▸ YOUR GOAL: Print the passage below about the 1493 'Anima Mia' edition of the Malermi Bible in full, word for word.

** start of PAGE EXCERPT **

S. JEROME. FROM THE MALERMI BIBLE. VENICE, 'ANIMA MIA,' 1493

S. JEROME. FROM THE MALERMI BIBLE. VENICE, 'ANIMA MIA,' 1493

Turning now to the 'Anima Mia' edition of 1493, three copies of which have recently come to light after its existence had remained unsuspected for generations, we have only to place it side by side with one of the Giunta texts to find that it is a not too scrupulous attempt to cut into the profits of the firm which was first in the field. The worst evil of the publishing trade at the present day is that if one publisher strikes out a new line, whether in the form of his books, or the prices at which they are issued, or by bringing into notice some hitherto neglected author or subject, one or more of his competitors immediately tries to put similar editions on the market, and to offer purchasers a little more for their money. The result is that the first publisher finds his profits sensibly diminished, while the second very probably burns his fingers.

** end of PAGE EXCERPT **
** start of MATERIAL SHOWN **

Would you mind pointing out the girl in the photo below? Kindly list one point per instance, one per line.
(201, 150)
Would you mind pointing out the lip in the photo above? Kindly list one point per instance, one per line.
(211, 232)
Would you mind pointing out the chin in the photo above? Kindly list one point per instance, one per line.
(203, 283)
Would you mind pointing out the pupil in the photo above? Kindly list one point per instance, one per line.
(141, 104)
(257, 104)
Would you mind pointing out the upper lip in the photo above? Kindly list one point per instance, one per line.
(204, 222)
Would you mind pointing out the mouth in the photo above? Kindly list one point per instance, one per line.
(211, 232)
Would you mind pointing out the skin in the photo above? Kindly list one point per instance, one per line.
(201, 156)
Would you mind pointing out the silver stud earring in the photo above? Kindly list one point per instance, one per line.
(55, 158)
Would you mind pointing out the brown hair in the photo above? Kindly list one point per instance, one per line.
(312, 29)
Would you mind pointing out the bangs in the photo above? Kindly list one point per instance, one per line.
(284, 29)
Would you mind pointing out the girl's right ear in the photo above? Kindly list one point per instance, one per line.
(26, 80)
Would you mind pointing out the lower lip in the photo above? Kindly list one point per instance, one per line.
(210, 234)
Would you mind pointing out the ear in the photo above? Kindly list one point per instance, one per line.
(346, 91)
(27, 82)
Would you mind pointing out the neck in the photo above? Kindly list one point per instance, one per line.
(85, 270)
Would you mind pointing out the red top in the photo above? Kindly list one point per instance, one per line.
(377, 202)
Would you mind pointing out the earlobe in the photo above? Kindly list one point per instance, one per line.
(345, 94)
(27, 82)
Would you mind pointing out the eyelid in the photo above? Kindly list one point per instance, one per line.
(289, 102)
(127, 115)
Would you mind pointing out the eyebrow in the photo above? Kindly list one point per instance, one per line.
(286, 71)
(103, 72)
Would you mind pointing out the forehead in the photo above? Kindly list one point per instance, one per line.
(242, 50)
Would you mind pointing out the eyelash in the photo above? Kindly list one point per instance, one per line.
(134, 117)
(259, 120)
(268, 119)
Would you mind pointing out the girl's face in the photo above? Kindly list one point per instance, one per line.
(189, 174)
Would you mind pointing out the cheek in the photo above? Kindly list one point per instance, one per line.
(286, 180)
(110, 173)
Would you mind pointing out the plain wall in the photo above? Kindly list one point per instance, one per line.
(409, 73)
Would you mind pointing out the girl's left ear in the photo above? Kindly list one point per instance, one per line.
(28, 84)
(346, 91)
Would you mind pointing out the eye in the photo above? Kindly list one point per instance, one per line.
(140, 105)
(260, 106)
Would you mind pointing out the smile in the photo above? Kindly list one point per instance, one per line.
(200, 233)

** end of MATERIAL SHOWN **

▸ RESPONSE TO THE EXERCISE:
S. JEROME. FROM THE MALERMI BIBLE. VENICE, 'ANIMA MIA,' 1493

S. JEROME. FROM THE MALERMI BIBLE. VENICE, 'ANIMA MIA,' 1493

Turning now to the 'Anima Mia' edition of 1493, three copies of which have recently come to light after its existence had remained unsuspected for generations, we have only to place it side by side with one of the Giunta texts to find that it is a not too scrupulous attempt to cut into the profits of the firm which was first in the field. The worst evil of the publishing trade at the present day is that if one publisher strikes out a new line, whether in the form of his books, or the prices at which they are issued, or by bringing into notice some hitherto neglected author or subject, one or more of his competitors immediately tries to put similar editions on the market, and to offer purchasers a little more for their money. The result is that the first publisher finds his profits sensibly diminished, while the second very probably burns his fingers.